:: DIRECTIVES ::
- A) In the text on freedom of association below, what does freedom of association mean as a right held by citizens in a constitutional democracy?
- B) Summarize the text on freedom of association below in two sentences.
- C) Decide whether each statement agrees with the text on freedom of association below. Answer yes or no, and quote the words from the text that decide it.
(i) Membership of a kinship or tribe association is presented as a matter of individual choice.
(ii) Paul Hirst's Associative Democracy appeared in 1994.
(iii) Hamas is described as carrying on only the militant pursuit of political objectives.

:: TEXT SECTION ::
-.-.-

It may be that the nearest to a legal structure for pluralism compatible with the scale and extentof freedom that we actually experience is already in place in contemporary democracies; i.e., freedom of association. Now, freedom of association as a human right or as one of the rights held by citizens in a constitutional democracy means the right to join, set up, belong to, and leave any association, party, club, or society. This applies the form of associationalism argued for by Paul Hirst in Associative Democracy (1994), because the right of freedom of association is a guaranteed right for individuals, subject to the contentious matter of banning and ruling illegal associations like terrorist organisations or political parties which are held (or declare themseleves) to be a threat to constitutional process. As such it contrasts with membership of kinship, tribe, or medieval guild associations not seen as matters of individual choice but as the position into which the individual is born.20 The most difficult problem with a right to freedom of association as a legal or human right for individual persons comes through the existence of political parties or other groups alleged to have aims contrary to democratic freedoms or to support terrorist organisations; such as Batasuna or Hamas. In principle it might be argued that human (and legal) rights carry responsibilities and that my right to freedom of association implies my duty or responsibility to respect the human rights of others by due care over which associations I belong to. Naturally, difficulties of interpretation multiply with an organisation like Hamas which carries on charitable activities as well as the militant pursuit of political objectives.

Hirst had supposed that freedom of association is typical of the rights and freedoms accepted under liberal democracy in this, as in other ways, because it takes for granted a ‘liberal and pluralistic society’ which bodies like Hamas do not. Yet there may be good reasons to argue that even the notions of ‘liberalism’ or ‘liberal democracy’ do not convey in full what freedom of association in such societies really means. That is to say, freedom of association as it is actually practised within existing legal frameworks and not necessarily some ideal type of that freedom, such as Hirst might be said to have in mind.

-.-.-

:: RECORDED INFORMATION ::
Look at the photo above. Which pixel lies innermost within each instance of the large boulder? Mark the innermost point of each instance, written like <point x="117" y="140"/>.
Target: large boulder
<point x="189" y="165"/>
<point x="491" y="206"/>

-.-.-

:: WRITTEN ANSWERS ::
- A) It means the right to join, set up, belong to, and leave any association, party, club, or society.

- B) Freedom of association, a guaranteed right for individuals in contemporary democracies, may be the closest existing legal structure for pluralism, unlike kinship, tribe, or guild membership, which is fixed by birth rather than chosen. Its hardest problem comes from groups such as Batasuna or Hamas that are alleged to oppose democratic freedoms or support terrorist organisations, and the text suggests that even "liberal democracy" may not fully convey what this freedom means in practice.

- C)
(i) No: "not seen as matters of individual choice but as the position into which the individual is born"
(ii) Yes: "Paul Hirst in Associative Democracy (1994)"
(iii) No: "carries on charitable activities as well as the militant pursuit of political objectives"